*Exercise objective*: Once the data has been read, restate all of it exactly.

*Extracted data*:
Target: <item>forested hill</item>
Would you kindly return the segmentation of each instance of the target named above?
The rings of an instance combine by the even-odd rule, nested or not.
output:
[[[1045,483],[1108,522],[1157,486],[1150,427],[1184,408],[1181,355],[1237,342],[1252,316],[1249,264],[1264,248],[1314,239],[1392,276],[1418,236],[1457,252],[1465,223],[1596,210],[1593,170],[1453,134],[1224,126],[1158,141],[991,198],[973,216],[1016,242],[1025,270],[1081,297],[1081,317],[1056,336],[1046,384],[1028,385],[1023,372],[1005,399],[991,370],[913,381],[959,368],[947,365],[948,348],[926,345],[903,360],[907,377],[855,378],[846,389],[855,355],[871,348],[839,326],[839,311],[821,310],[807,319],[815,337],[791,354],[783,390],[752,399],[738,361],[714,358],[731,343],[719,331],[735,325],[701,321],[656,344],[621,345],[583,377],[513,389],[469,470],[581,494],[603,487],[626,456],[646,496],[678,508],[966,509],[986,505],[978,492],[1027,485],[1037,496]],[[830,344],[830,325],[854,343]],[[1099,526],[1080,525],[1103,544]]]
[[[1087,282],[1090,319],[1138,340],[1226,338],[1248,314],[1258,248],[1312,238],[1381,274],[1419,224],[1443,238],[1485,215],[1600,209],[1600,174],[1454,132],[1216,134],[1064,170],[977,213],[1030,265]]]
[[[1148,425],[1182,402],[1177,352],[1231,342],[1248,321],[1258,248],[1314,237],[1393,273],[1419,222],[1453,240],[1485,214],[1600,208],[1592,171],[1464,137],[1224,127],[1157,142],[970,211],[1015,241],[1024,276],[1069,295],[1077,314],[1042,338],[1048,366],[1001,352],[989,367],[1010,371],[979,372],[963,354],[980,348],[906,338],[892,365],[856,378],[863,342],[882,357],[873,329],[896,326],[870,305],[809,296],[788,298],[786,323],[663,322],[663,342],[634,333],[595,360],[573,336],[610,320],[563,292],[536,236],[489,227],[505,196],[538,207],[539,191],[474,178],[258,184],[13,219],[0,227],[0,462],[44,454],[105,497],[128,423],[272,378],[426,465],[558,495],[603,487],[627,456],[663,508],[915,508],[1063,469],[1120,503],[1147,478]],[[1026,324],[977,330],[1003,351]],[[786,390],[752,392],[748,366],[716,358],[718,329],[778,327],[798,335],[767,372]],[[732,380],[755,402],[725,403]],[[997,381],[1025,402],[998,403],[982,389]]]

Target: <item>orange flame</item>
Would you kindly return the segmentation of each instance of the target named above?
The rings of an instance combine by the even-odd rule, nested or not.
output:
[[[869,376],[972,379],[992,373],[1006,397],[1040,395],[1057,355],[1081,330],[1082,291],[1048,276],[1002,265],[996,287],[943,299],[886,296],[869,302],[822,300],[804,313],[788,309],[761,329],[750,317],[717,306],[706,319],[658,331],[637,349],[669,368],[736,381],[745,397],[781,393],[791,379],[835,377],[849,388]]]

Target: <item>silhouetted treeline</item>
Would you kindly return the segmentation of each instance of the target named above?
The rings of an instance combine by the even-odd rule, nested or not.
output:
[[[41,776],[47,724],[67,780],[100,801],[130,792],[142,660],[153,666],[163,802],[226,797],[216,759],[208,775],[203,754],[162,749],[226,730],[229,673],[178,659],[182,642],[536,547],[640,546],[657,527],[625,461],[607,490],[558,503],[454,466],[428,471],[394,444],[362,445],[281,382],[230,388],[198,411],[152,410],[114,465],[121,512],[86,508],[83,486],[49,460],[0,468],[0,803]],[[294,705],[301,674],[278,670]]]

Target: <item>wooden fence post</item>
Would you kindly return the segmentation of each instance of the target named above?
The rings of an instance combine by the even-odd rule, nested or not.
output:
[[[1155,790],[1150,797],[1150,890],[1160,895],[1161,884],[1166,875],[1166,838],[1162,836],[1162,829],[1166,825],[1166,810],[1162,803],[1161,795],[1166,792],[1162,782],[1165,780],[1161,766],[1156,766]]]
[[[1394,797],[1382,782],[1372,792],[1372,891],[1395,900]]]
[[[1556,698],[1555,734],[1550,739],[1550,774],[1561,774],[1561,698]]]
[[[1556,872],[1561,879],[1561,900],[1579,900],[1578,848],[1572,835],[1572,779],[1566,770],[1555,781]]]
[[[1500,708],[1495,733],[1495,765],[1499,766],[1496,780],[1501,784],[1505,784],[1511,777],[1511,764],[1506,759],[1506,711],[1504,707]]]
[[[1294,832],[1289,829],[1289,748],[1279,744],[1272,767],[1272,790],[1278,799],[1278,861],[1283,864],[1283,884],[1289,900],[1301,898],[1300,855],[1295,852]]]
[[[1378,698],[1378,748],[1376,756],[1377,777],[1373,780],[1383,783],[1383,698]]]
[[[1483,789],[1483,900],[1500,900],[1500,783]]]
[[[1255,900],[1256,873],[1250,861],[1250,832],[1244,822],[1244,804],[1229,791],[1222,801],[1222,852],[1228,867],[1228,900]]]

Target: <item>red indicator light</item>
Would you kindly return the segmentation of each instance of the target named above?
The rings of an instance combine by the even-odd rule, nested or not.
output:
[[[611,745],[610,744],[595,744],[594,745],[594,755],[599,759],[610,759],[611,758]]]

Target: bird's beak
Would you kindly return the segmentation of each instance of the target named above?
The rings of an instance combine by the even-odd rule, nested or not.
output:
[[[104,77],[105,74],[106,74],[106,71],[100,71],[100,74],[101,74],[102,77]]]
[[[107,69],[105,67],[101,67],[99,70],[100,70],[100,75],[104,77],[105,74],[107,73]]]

*Answer below*:
Target: <item>forested hill</item>
Would you kindly return the segmentation of each instance of the target named above?
The rings of an instance combine by the even-odd rule, nested or not.
output:
[[[1045,483],[1108,522],[1157,486],[1150,427],[1184,408],[1181,355],[1237,342],[1252,316],[1249,264],[1264,248],[1314,239],[1392,276],[1418,236],[1457,252],[1465,223],[1596,210],[1593,170],[1453,134],[1224,126],[1158,141],[991,198],[973,216],[1016,242],[1025,270],[1081,297],[1081,317],[1056,336],[1046,384],[1028,385],[1023,372],[1005,399],[991,370],[913,381],[959,368],[947,365],[948,348],[926,345],[903,360],[907,377],[855,378],[846,389],[855,355],[871,348],[839,326],[839,311],[821,310],[807,319],[815,337],[791,354],[783,390],[752,399],[738,361],[714,358],[731,343],[719,331],[735,325],[701,321],[656,344],[621,345],[583,377],[513,389],[469,470],[581,494],[603,487],[626,456],[646,496],[678,508],[966,509],[986,505],[978,492],[1027,485],[1037,496]],[[830,344],[830,325],[854,343]],[[1099,526],[1080,525],[1103,544]]]
[[[1087,282],[1090,319],[1138,340],[1226,338],[1248,314],[1258,248],[1312,238],[1381,274],[1419,224],[1443,238],[1485,215],[1600,209],[1600,174],[1454,132],[1216,134],[1064,170],[977,213],[1030,265]]]
[[[1148,425],[1182,402],[1177,352],[1231,342],[1248,321],[1258,248],[1314,237],[1393,273],[1419,222],[1453,240],[1485,214],[1600,208],[1592,171],[1464,137],[1224,127],[1157,142],[970,211],[1015,241],[1024,276],[1069,295],[1077,314],[1042,338],[1048,366],[1001,352],[989,367],[1010,371],[979,372],[963,354],[980,348],[906,338],[892,365],[856,378],[863,342],[882,357],[873,329],[896,326],[870,305],[809,296],[788,298],[786,323],[663,322],[663,342],[634,333],[595,360],[573,336],[610,320],[563,292],[536,236],[489,227],[505,196],[538,207],[539,191],[474,178],[258,184],[13,219],[0,227],[0,462],[44,454],[105,497],[128,423],[272,378],[426,465],[558,495],[603,487],[627,456],[663,508],[915,508],[1063,469],[1120,503],[1147,478]],[[1026,324],[977,330],[1003,351]],[[786,390],[752,392],[748,366],[716,358],[718,329],[778,327],[798,335],[767,372]],[[732,380],[755,402],[725,403]],[[997,381],[1025,402],[998,403],[982,389]]]

Target: <item>orange flame</item>
Would you kindly return the segmentation of each instance of the target named above?
The rings of an instance combine by the even-odd rule, nested or not.
output:
[[[869,376],[972,379],[992,373],[1006,397],[1040,395],[1057,355],[1081,330],[1082,291],[1048,276],[1002,265],[996,287],[943,299],[886,296],[869,302],[822,300],[804,313],[788,309],[761,329],[750,317],[717,306],[706,319],[658,331],[637,349],[669,368],[736,381],[745,397],[781,393],[791,379],[835,377],[849,388]]]

Target: <item>silhouetted treeline</item>
Would you kindly return the segmentation of each instance of the target named above?
The rings of an instance combine by the even-odd rule, nested or not.
output:
[[[41,776],[47,724],[67,780],[100,801],[130,792],[142,660],[153,666],[163,802],[226,797],[216,759],[208,775],[203,754],[162,749],[226,730],[229,673],[178,659],[182,642],[536,547],[640,546],[657,527],[625,461],[607,490],[558,503],[454,466],[428,471],[394,444],[362,445],[281,382],[230,388],[198,411],[152,410],[114,465],[121,512],[86,508],[83,486],[49,460],[0,468],[0,803]],[[294,705],[301,674],[278,670]]]

Target: <item>wooden fence post</item>
Would you kindly return the segmentation of each instance of the target named above?
The rings of an instance combine by the even-odd rule, nested or not.
output:
[[[1155,790],[1150,797],[1150,890],[1160,895],[1161,884],[1166,875],[1166,838],[1162,836],[1162,829],[1166,825],[1166,810],[1162,803],[1161,795],[1166,792],[1162,782],[1165,780],[1161,766],[1156,766]]]
[[[1394,797],[1382,782],[1372,792],[1372,891],[1395,900]]]
[[[1556,698],[1555,734],[1550,739],[1550,774],[1561,774],[1561,698]]]
[[[1556,872],[1561,879],[1561,900],[1579,900],[1578,848],[1572,835],[1572,779],[1566,770],[1555,781]]]
[[[1500,708],[1495,733],[1495,765],[1499,766],[1496,780],[1501,784],[1505,784],[1511,777],[1511,764],[1506,759],[1506,711],[1504,707]]]
[[[1294,832],[1289,829],[1289,748],[1279,744],[1272,767],[1272,790],[1278,799],[1278,861],[1283,864],[1283,884],[1289,900],[1301,898],[1300,855],[1295,852]]]
[[[1378,698],[1378,748],[1376,756],[1377,777],[1373,780],[1383,783],[1383,698]]]
[[[1483,789],[1483,900],[1500,900],[1500,783]]]
[[[1255,900],[1256,873],[1250,861],[1250,832],[1244,822],[1244,804],[1229,791],[1222,801],[1222,852],[1228,867],[1228,900]]]

Target: <item>red indicator light</item>
Would you kindly return the segmentation of each instance of the target named above?
The rings of an instance combine by the even-odd rule, nested or not.
output:
[[[611,745],[610,744],[595,744],[594,745],[594,755],[599,759],[610,759],[611,758]]]

Target: bird's beak
Would you kindly return the segmentation of each instance of the target named above?
The rings of an instance combine by the even-odd rule, nested or not.
output:
[[[104,77],[105,74],[106,74],[106,71],[100,71],[100,74],[101,74],[102,77]]]
[[[107,69],[105,67],[101,67],[99,70],[100,70],[100,75],[104,77],[105,74],[107,73]]]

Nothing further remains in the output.